** START DATA ROWS **

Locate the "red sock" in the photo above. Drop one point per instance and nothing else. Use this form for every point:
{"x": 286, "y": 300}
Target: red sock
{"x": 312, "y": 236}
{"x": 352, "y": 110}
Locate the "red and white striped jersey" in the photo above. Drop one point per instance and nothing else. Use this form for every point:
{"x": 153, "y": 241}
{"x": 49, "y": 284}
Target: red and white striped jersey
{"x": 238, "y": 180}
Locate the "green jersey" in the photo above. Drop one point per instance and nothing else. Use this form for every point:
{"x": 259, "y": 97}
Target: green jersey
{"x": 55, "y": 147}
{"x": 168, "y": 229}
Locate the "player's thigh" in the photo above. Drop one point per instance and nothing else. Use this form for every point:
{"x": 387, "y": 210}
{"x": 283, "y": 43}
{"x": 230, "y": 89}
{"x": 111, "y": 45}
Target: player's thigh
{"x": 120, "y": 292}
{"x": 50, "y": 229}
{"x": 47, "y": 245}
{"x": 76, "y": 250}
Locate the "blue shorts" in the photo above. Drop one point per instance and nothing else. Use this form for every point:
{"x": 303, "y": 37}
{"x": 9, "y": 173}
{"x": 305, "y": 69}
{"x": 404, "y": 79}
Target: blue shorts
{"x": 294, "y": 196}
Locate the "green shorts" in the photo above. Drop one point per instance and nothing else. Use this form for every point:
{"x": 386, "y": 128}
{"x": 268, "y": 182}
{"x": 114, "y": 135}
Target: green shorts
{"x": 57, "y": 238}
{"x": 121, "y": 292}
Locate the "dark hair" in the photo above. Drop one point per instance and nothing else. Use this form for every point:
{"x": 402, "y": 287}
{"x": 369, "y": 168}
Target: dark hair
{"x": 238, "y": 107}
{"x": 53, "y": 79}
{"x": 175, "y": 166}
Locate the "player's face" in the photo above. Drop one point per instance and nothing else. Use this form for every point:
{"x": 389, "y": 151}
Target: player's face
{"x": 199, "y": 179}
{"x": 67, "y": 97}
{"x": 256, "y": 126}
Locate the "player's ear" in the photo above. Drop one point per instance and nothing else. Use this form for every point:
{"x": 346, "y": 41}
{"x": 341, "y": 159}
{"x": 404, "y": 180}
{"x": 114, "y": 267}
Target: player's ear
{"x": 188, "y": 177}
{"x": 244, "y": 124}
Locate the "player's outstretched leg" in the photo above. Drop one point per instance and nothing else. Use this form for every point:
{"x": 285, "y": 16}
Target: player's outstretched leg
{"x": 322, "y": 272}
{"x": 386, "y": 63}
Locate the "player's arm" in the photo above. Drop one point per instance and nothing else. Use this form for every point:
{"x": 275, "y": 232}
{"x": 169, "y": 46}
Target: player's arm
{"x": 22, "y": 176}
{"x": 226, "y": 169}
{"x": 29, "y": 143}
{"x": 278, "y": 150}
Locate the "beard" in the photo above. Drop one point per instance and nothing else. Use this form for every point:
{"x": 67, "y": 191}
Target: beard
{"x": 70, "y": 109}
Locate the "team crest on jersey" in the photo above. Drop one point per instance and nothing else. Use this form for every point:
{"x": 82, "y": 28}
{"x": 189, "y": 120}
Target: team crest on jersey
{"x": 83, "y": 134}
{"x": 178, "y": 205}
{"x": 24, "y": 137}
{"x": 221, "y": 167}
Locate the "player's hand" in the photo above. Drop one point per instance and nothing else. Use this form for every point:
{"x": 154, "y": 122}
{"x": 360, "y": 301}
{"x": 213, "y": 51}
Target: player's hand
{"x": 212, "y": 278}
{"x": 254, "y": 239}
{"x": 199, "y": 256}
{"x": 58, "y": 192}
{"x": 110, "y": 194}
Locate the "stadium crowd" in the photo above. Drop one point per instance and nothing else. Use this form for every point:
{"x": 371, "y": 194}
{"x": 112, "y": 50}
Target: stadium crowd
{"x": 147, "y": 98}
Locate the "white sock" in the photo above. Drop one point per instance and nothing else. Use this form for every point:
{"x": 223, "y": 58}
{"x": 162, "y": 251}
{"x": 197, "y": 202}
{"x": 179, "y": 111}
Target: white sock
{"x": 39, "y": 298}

** END DATA ROWS **

> WORK TO DO: Everything in the listing above should be restated exactly.

> COMPLETE OUTPUT:
Locate the "red sock" in the photo above. Drop one point per instance and nothing else. Use this form for every point:
{"x": 286, "y": 300}
Target: red sock
{"x": 312, "y": 236}
{"x": 352, "y": 110}
Locate the "red and white striped jersey" in the photo above. Drop one point per instance and nothing else. Use this form for every point:
{"x": 153, "y": 241}
{"x": 49, "y": 284}
Target: red and white striped jersey
{"x": 238, "y": 180}
Locate the "green jersey" in the photo above. Drop one point per instance and nothing else. Use this form for every point:
{"x": 259, "y": 97}
Target: green jersey
{"x": 55, "y": 147}
{"x": 168, "y": 229}
Locate the "player's thigh" in the photo above. Drop one point per instance and nothing else. Use this form for every point:
{"x": 387, "y": 210}
{"x": 283, "y": 43}
{"x": 230, "y": 89}
{"x": 111, "y": 45}
Target: player's thigh
{"x": 120, "y": 292}
{"x": 50, "y": 229}
{"x": 47, "y": 245}
{"x": 76, "y": 250}
Locate the "blue shorts" in the photo above. Drop one point per instance and nothing else. Use this form for every point:
{"x": 303, "y": 37}
{"x": 9, "y": 173}
{"x": 305, "y": 69}
{"x": 404, "y": 79}
Target: blue shorts
{"x": 294, "y": 196}
Locate the "green shorts" in the photo above. Drop one point per instance and nothing else. Use this form for every point:
{"x": 386, "y": 128}
{"x": 268, "y": 182}
{"x": 114, "y": 135}
Target: green shorts
{"x": 57, "y": 238}
{"x": 121, "y": 292}
Locate the "dark hair" in the photo above. Drop one point per instance and nothing else. Use this form for every point:
{"x": 402, "y": 287}
{"x": 369, "y": 168}
Target: dark hair
{"x": 238, "y": 107}
{"x": 53, "y": 79}
{"x": 175, "y": 166}
Locate the "player's face" in the photo above. Drop one point per instance and nothing else. Use this form for every point:
{"x": 389, "y": 151}
Target: player's face
{"x": 199, "y": 179}
{"x": 67, "y": 97}
{"x": 256, "y": 126}
Locate the "player's ear" in the photo above. Drop one point per instance and nothing else. Use this form for every point:
{"x": 346, "y": 41}
{"x": 341, "y": 159}
{"x": 404, "y": 180}
{"x": 114, "y": 267}
Target: player's ear
{"x": 188, "y": 177}
{"x": 244, "y": 124}
Locate the "player's outstretched leg" in the photo above. Drop one point per instance and nothing else. Use this form for every point:
{"x": 285, "y": 16}
Target: player's outstretched leg
{"x": 322, "y": 272}
{"x": 386, "y": 63}
Locate the "player's arm" in the photo above. Drop one point per instance and nothing else. Use this form for every point:
{"x": 275, "y": 232}
{"x": 169, "y": 46}
Target: player's arm
{"x": 22, "y": 176}
{"x": 226, "y": 169}
{"x": 29, "y": 143}
{"x": 278, "y": 150}
Locate the "beard" in the photo above. Drop one point per instance and nothing else. Use this form for every point:
{"x": 67, "y": 191}
Target: beard
{"x": 70, "y": 109}
Locate the "team crest on jersey" in the photo above. Drop one point per instance and nothing else. Use this form for every point:
{"x": 82, "y": 28}
{"x": 189, "y": 120}
Target: team crest on jersey
{"x": 83, "y": 134}
{"x": 178, "y": 205}
{"x": 24, "y": 137}
{"x": 221, "y": 167}
Locate the "player's hand" in the photo above. Drop one point per instance and nothing else. Use this form for every point:
{"x": 154, "y": 122}
{"x": 360, "y": 301}
{"x": 213, "y": 51}
Target: player's hand
{"x": 212, "y": 278}
{"x": 254, "y": 239}
{"x": 199, "y": 256}
{"x": 58, "y": 192}
{"x": 110, "y": 194}
Locate the "stadium crowd" in the photo above. Drop one point per instance and nothing else. Use this form for every point:
{"x": 371, "y": 194}
{"x": 112, "y": 50}
Target: stadium crowd
{"x": 147, "y": 98}
Locate the "white sock" in the photo above. Drop one point per instance and nothing else. Use this form for every point:
{"x": 223, "y": 58}
{"x": 162, "y": 251}
{"x": 197, "y": 202}
{"x": 179, "y": 111}
Target: white sock
{"x": 39, "y": 298}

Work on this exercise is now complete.